■ Text to read ■
····················

This rewriting is actually enough of a problem that I had to put in place a "blog-law" for old B., "The Rule of 5". If I write 5 blogs, and am yet still unhappy with the results, I give up. I just try my best to move on. I figure if I can't say what I want to in 5 attempts, I'm either writing about the wrong thing or writing about the right thing at the wrong time, thus I retreat, reassess, and regroup. It's not an easy thing for me to do, but so far I've managed to do it with reasonable effect...but then I decided to write about Okkervil River.

So far, I've written 13 blogs about Okkervil River, not a single one right. So far I've tried to abandon the Okkervil River blog 7 times, but once I consciously decide to write about something else, I find myself completely disinterested after at best a paragraph. My thoughts instantly turning back to Don't Fall in Love with Everyone You See, or Black Sheep Boy, or The Stand Ins. Every time I even entertain the idea of writing about something other than Okkervil River, my mind shuts down and writing starts to become a chore rather than a joy and a release, and rather than writing, I drink a bunch of beer and listen to Okkervil River records and revel in how amazing they are. The fact is, I can't seem to write about anything other than Okkervil River because I think I need to write about Okkervil River.

But for as much as writing about this band feels like necessity to me, every single time I wrote anything, I knew even before I finished it, sometimes only a paragraph or two into it, I knew it was wrong. Even though the point I wanted to make was eluding me, every time I wrote about them, I knew I was even further away from the point I wanted to make than I was before. I knew I wasn't saying the things I wanted to say, I was just saying things that could be said.

So 2 nights ago, I sat down and read every O.R. blog I've written in succession (I save all of them until I post the "correct" one). And during this self-evaluation, the problem I was having finally occurred to me: I was approaching this blog the same way I approach every blog. Let's face it, my blogs are in a very general sense, kind of the same. Oh, I'm writing about different things, and with every subject, the content is going to be different as well, but really, my blogs are mostly me telling you why I love a band, or why I hate a band, or why something excites me or scares me or whatever, and when I do this, I tend to find the one thing that from an artistic standpoint separates (or for those negative ones, integrates) the subject in question from the herd. I give my opinion about something, and it's always based on a perspective that my friend Matt would almost no doubt call "arthouse junkie", because well, that's kind of what I am. I've said before I'm not a music snob, and I stand by that assertion, but I am pretentious when it comes to music because frankly, the pretentious side of things is usually the most artistic side of things, and that side is what gets me off the most.

····················

■ Information supplied ■
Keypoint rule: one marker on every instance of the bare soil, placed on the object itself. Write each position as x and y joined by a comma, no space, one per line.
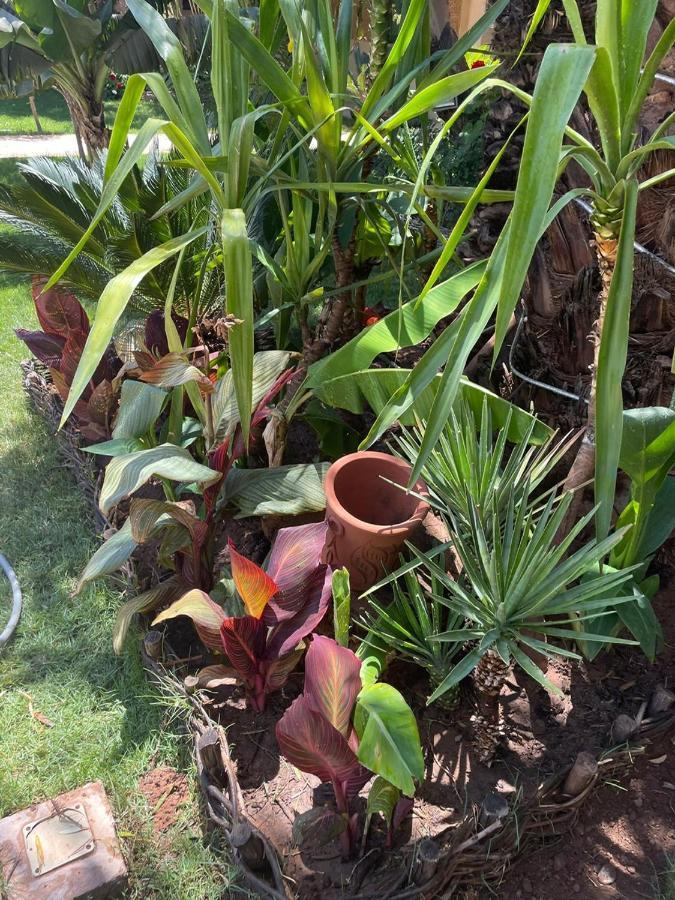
166,791
628,825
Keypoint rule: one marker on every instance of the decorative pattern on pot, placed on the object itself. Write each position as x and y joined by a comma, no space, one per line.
369,518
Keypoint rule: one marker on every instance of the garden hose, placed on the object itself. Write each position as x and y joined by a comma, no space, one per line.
16,601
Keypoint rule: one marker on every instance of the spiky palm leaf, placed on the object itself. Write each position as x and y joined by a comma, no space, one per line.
53,205
409,627
471,467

····················

■ Problems ■
[a] Rewrite the stretch of the listing from the line containing "Keypoint rule: one marker on every instance of the garden" through the end of the listing, putting "dot" wherever "marker" appears and leaving everything else unchanged.
[b] Extend the blog post about trying to write about Okkervil River, picking up after its final sentence.

■ Final results ■
[a]
Keypoint rule: one dot on every instance of the garden hose, placed on the object itself. Write each position as x and y joined by a comma, no space, one per line.
16,601
Keypoint rule: one dot on every instance of the spiky palm leaf, placed on the object itself. Write each position as x and y joined by a comma, no space, one per line.
53,205
409,627
471,467

[b]
And so with the Okkervil River blog, my approach was identical to that of nearly every other blog I've written. I wrote one that focused on the whole "No Depression" movement that started in the early 90's and talked about how all of those bands essentially were Country music with a Punk Rock mindset rather than a fusion between the two sounds, which from what I've gathered, was the initial intention. Don't get me wrong, I love a lot of those bands. Uncle Tupelo's catalog alone is reason enough to think the entire movement was absolutely amazing, but as far as making Country-Punk, they just didn't do it, but Okkervil River did...on their first two ep's and record, The Bedroom ep, the Stars Too Small to Use ep, and the debut album, Don't Fall in Love with Everyone You See.

I wrote another one juxtaposing the 2nd (Down the River of Golden Dreams) and 3rd (Black Sheep Boy) full length albums, plus the companion ep for the 3rd (Black Sheep Boy Appendix), talking about how the music on ...Golden Dreams
seems to be loosely thematically based on the opening track, "Down the River of Golden Dreams", a song written in 1930, and how the lyrics on Black Sheep Boy + ...Appendix use the Tim Hardin song "Black Sheep Boy" (the O.R. cover of the song opens the album the album by the way) and Hardin's life as thematic inspiration.

Then there was another one about 2007's The Stage Names (as a side note, it was with the release of this one that I began listening to Okkervil River on the recommendation of my friend Nick) and 2008's The Stand Ins, essentially a double album released piecemeal, about various aspects of Pop-Culture. And there were others, 10 to be exact, and regardless of how correct every one I wrote was, not a single one was right. But like I said, I was coming at Okkervil River the same way I attack all subjects; I was intellectualizing.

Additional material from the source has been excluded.